__Your task__. Which lines in the rows below contain the string "floor"? Return each of them in full.

__Recorded data__.
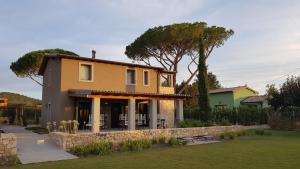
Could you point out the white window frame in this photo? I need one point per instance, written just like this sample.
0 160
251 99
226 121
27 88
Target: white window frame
171 80
92 71
135 74
144 78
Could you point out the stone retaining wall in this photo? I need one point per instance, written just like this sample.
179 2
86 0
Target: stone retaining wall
67 141
8 147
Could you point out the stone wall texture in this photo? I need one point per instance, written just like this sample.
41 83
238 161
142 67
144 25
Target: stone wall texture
8 147
67 141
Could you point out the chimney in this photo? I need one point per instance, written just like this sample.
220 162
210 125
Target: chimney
93 54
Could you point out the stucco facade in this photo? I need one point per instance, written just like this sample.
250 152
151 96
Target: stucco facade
61 75
230 97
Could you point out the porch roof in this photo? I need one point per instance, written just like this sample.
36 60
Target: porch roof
104 93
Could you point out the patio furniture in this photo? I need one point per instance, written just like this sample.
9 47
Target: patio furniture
123 118
144 119
103 120
164 122
139 119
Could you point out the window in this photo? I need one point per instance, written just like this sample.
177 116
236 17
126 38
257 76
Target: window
166 80
85 72
146 78
131 77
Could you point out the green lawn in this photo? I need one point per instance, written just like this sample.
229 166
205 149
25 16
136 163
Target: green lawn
281 150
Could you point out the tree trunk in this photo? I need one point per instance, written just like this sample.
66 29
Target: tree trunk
204 106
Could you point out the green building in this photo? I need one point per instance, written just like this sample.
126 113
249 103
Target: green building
228 98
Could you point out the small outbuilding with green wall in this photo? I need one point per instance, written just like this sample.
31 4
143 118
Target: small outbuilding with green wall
228 98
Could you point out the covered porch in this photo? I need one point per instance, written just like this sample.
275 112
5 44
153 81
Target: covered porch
109 111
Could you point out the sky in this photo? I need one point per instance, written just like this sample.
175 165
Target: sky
264 49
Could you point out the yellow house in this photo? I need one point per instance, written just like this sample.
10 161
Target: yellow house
103 94
3 102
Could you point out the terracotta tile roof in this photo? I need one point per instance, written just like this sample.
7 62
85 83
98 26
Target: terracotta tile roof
231 89
55 56
255 99
89 93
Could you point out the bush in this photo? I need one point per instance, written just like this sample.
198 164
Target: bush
136 145
162 140
154 140
101 147
175 142
95 148
222 137
225 122
241 115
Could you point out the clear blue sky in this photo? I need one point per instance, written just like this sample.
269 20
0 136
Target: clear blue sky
264 49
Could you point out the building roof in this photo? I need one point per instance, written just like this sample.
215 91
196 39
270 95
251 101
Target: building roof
92 93
255 99
58 56
230 89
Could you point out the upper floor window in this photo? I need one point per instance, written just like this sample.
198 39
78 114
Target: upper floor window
85 72
166 80
131 76
146 78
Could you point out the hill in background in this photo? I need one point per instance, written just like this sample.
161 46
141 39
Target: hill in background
14 98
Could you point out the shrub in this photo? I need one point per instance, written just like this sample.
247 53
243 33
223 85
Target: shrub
154 140
162 140
80 150
101 147
229 135
222 137
173 141
225 122
136 145
95 148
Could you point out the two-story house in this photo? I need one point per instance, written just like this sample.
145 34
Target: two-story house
108 94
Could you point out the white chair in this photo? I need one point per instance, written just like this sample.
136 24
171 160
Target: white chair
126 119
144 119
164 121
139 119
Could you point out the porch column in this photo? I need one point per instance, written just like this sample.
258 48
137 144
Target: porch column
131 114
153 113
96 115
179 110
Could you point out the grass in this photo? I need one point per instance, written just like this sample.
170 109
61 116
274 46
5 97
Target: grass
278 151
38 130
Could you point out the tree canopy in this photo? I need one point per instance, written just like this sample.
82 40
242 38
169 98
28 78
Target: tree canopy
168 45
29 64
288 95
193 90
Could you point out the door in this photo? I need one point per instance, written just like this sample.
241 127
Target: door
84 113
116 110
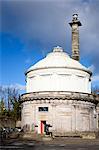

__Answer to the task__.
Could you point out the upper floor window in this photo? I need one point per instance, written just like this sample.
Target: upper floor window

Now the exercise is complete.